Please copy out the material below word for word, leaving out the pictures.

--- Dataset excerpts ---

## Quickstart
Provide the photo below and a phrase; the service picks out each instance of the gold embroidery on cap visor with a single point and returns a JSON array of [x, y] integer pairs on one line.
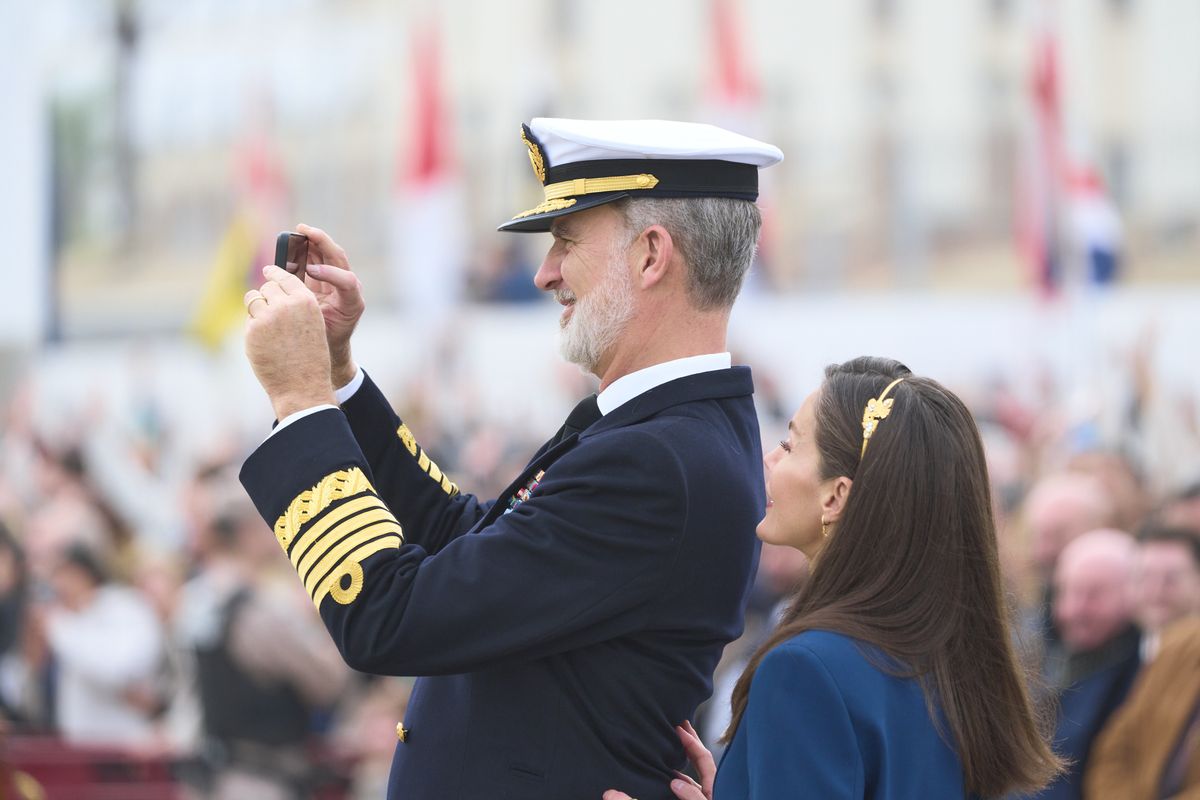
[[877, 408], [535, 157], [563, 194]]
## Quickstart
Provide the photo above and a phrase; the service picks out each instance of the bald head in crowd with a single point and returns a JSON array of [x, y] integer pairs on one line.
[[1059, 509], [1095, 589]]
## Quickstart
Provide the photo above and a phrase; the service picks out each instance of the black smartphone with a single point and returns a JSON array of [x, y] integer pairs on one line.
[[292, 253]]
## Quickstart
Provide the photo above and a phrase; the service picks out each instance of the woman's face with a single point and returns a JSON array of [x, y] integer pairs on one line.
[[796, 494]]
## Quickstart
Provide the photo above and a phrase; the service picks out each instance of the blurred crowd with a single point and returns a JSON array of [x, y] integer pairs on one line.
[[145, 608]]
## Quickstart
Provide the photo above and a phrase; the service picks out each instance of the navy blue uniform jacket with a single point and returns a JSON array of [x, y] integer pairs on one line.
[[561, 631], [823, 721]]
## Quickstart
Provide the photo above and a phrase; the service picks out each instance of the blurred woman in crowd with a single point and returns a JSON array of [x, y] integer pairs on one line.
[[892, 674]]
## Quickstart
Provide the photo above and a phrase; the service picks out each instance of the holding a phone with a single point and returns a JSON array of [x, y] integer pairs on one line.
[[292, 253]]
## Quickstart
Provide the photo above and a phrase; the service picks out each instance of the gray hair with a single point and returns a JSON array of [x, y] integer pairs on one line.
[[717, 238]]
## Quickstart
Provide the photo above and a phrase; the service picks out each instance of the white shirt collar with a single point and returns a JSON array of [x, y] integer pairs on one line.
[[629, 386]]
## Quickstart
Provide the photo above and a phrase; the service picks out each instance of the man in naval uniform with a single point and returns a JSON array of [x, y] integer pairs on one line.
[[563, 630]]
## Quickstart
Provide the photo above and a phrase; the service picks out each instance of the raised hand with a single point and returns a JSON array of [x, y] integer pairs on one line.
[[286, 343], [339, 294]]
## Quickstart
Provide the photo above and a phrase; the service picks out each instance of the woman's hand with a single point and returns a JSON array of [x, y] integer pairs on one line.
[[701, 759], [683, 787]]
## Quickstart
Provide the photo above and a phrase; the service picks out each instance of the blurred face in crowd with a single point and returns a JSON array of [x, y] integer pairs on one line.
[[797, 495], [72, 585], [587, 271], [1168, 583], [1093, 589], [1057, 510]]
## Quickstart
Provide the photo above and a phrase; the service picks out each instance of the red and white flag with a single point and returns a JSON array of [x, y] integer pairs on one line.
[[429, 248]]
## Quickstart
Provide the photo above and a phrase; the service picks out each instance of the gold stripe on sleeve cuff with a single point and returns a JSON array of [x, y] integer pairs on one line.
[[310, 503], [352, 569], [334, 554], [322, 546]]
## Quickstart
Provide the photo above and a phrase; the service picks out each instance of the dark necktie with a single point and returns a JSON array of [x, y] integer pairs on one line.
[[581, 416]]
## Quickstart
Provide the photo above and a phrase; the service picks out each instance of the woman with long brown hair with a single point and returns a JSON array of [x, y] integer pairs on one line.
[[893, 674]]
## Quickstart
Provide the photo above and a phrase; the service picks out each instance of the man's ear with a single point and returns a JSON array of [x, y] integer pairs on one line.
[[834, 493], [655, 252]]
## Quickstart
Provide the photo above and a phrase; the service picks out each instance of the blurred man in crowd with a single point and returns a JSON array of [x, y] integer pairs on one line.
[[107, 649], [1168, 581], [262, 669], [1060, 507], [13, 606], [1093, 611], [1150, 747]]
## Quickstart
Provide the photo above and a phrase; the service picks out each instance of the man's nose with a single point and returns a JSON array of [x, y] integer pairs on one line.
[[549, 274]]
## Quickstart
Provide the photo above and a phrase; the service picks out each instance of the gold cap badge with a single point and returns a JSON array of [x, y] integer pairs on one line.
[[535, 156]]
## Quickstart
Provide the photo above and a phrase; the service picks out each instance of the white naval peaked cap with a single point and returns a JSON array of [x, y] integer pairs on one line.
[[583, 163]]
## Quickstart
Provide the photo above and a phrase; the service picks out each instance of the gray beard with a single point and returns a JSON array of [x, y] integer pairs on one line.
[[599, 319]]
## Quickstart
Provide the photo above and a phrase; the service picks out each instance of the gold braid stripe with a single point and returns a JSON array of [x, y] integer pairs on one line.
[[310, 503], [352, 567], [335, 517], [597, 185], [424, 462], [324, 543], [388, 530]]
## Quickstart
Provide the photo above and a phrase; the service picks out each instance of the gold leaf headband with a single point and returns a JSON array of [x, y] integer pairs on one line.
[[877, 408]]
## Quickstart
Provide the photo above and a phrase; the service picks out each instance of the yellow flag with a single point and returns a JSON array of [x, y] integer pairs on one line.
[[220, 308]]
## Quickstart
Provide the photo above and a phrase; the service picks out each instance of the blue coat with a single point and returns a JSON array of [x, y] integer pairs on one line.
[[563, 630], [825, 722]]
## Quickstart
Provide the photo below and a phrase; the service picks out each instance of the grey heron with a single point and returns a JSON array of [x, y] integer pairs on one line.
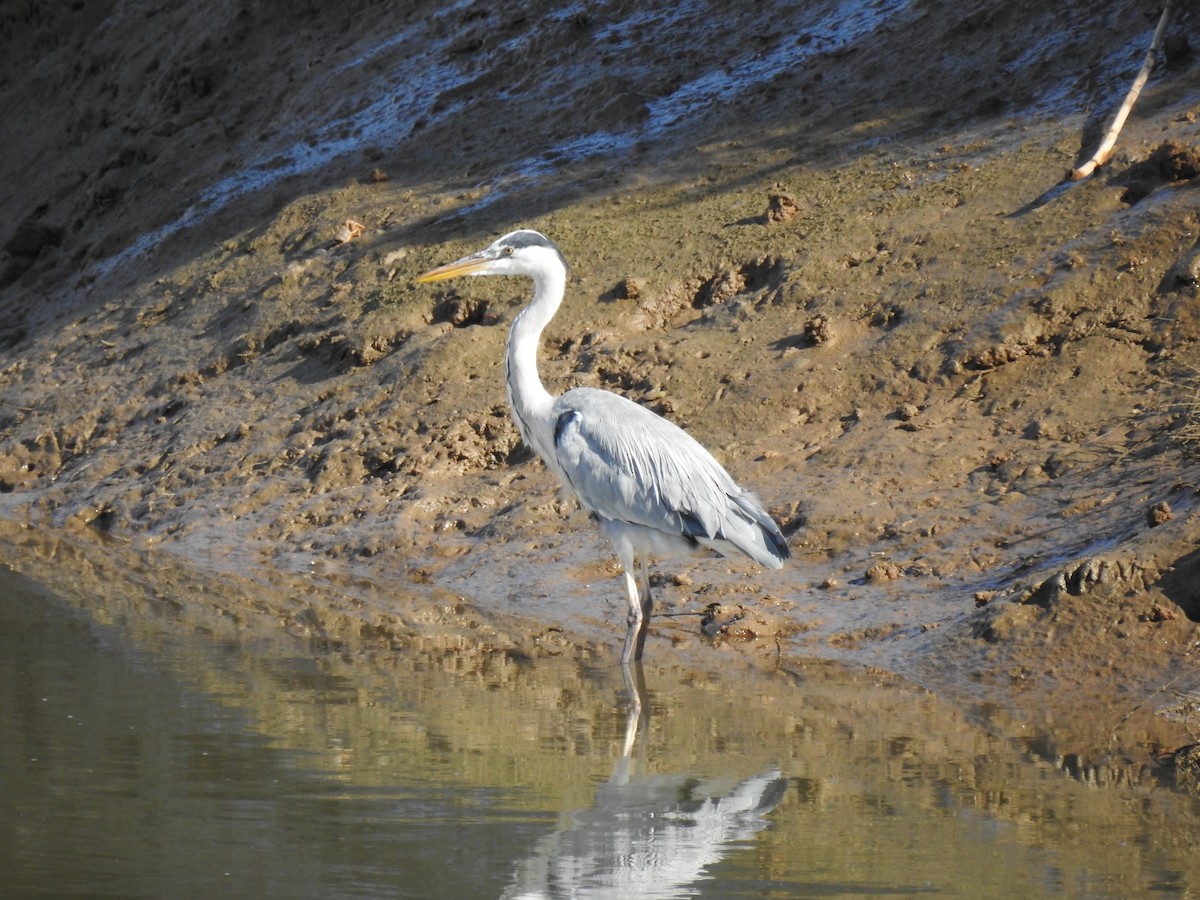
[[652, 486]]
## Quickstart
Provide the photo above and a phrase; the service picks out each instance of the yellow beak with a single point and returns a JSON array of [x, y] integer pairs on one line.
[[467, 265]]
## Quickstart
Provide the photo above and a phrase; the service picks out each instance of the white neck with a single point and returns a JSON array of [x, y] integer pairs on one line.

---

*Result for this exercise:*
## Quickstart
Provide the photo below and a phrase; the service picks out each instance of the gold embroidery on cap visor with a single point and returns a JSON array of [x, y] integer pairs on one line.
[[877, 408], [535, 157], [563, 194]]
## Quickstart
Provide the photo above and a phrase; the service picks out each instance of the bald head in crowd with a single point and returns a JSON array of [x, y] integer pairs on one line.
[[1059, 509], [1095, 589]]
## Quickstart
Provide the photo above and a phrase; the service picks out each instance of the black smartphone with a single point and returns a JSON array of [x, y] integer pairs on one line.
[[292, 253]]
## Quickstart
Provide the photo above and a phrase; the service picks out each instance of the woman's face with a single point and returns a JSON array of [x, y] integer pairs on one line.
[[796, 494]]
## Quickstart
Provide the photo above and a phrase; the service picks out each instance of the blurred crowd with a single point and returns a JSON array of [x, y] integer pairs on one line.
[[145, 608]]
## Quickstart
Provide the photo above and a phrase; the service picks out each instance of the navy blue uniform jacket with a single point and returns a JSON array of [x, y] integer pairs on one line.
[[561, 631], [823, 721]]
## Quickstart
Provide the photo above and a phrase; the service picks out each instance of the blurred woman in crowd with a single point and returns a JSON array of [x, y] integer pairs on one line.
[[892, 674]]
## Quickstart
Provide the photo above and a phrase; the service picks out each instance of the holding a phone with a single point and returns a JSON array of [x, y] integer pairs on one line.
[[292, 253]]
## Quickstart
Provide the photo above and a phrase; the service picks out each instance of the gray hair with a single point and returns a JSON array of [x, y] integer pairs on one line.
[[717, 238]]
## Quickstart
Provide the photo above and a phrase; the service picks out each instance of the white shirt collar with a single point and returns a JSON array of [x, y] integer pairs on one line.
[[629, 386]]
## Quickstart
Provide the photo above and a phrase; the service picks out each instance of the man in naval uniform with a single point and returns a JSON array of [x, y] integer pairs on one line.
[[563, 630]]
## Quickstart
Provide the photo above and a phrase; the service picks out each instance of the raised hand with a single point and returns a JSON array of [x, y] integer pairs on one line.
[[286, 343], [339, 294]]
## Quickstart
Provide the photo above and a phrase; the service picks out each instance of the woman's hand with a single point and returns a JSON array of [x, y] integer pairs on one line.
[[701, 759], [683, 787]]
## Quickstart
Provide the photo above and a phrase; the service picks out each instance of the blurred face in crowd with a single point and returns a JSON array of [x, y] integer pairs on one line.
[[797, 495], [72, 585], [587, 271], [1168, 583], [1093, 589], [1057, 510]]
## Quickstart
Provide the photo above and a phrase; the service picks out each instance of the red and white flag with a single point and returns a JSON array of [x, y] integer pairs on one line.
[[429, 248]]
## Quickstart
Provide the photo above and a phrase; the service picks out each instance of the gold stripe on sleeve cuff with a single point and returns a JSON array of [x, y] integer pairs on one line.
[[310, 503], [352, 569], [334, 554], [322, 546]]
## Quickstart
Provide the photo above and a phrase; the service picks out each instance of the dark necktie with a single point and returns a JSON array of [x, y] integer pairs on one line.
[[581, 416]]
## Quickstart
Provide the photo above and a phrase; the service picks out each instance of the woman with long brown hair with a single point and returns a JSON array of [x, y] integer pairs on one line.
[[893, 674]]
## Quickstart
Provide the photo above and a phrase; the service picks out each instance of the man's ear with a single point and returns a JSON array of [x, y] integer pairs on one line.
[[834, 493], [655, 252]]
## Quickstart
Provide the photo above and a phrase; the service picks out each instance of the blurred man in crowd with a single point and returns a JSON array of [x, y] integer pairs on one line.
[[107, 649], [1168, 581], [262, 669], [1060, 507], [13, 606], [1093, 611], [1150, 747]]
## Quickstart
Provide the photo above and a phrase; the service picks out each instance of the man's nose with a single point and returns a JSON array of [x, y] integer pairs on one line.
[[549, 274]]
## Quickstart
Provide the photo above and a phrase; the service picks out each instance of the gold cap badge with a single point and returns a JSON array of [x, y] integer pairs on one line.
[[535, 156]]
## Quickstart
Provide the photo above and a phrase; the service picks out each instance of the white naval peaked cap with a single point and returns a JSON array of [x, y] integer pairs on one line.
[[583, 163]]
## Quickstart
Provide the photo above and a phrase; the service picks out each instance of the gray beard with a single point and returns a JSON array of [x, y] integer pairs on one line.
[[599, 319]]
## Quickstart
Provide the photo above and a phrase; the service picks out each instance of the gold braid stripe with a single point and returns a JSON array of [x, y] integer pairs on one line.
[[310, 503], [352, 567], [335, 517], [597, 185], [424, 462], [324, 543], [388, 530]]
## Quickstart
Provide the photo above and a phrase; the service picks out each instance of the gold leaf headband with a single point and returns a JSON array of [x, y] integer pairs on one line.
[[877, 408]]
## Quickstart
Provide the photo above and a phrase; the service picks out each instance of the yellow flag with a single point and returns a JSON array of [x, y] integer pairs on one line.
[[220, 308]]
## Quickstart
Provide the photo above and a phrase; the service picks out each instance of the blue coat with a single point and returns a JSON array of [x, y] integer pairs on one line.
[[563, 630], [825, 722]]
## Quickstart
Provide the photo below and a phrase; the service picks out each instance of the grey heron with a single point and returns a JSON array of [x, y] integer pairs on one line.
[[652, 486]]
## Quickstart
Provide the photo above and a phrase; the service picks out each instance of the yellow beak with a single point and returns a JSON array of [x, y] integer pairs on one line.
[[467, 265]]
## Quickstart
Provide the photo above and a phrase; the service picks out each instance of the white neck with a single point and returns a JSON array of [x, y] integer pairs on one line.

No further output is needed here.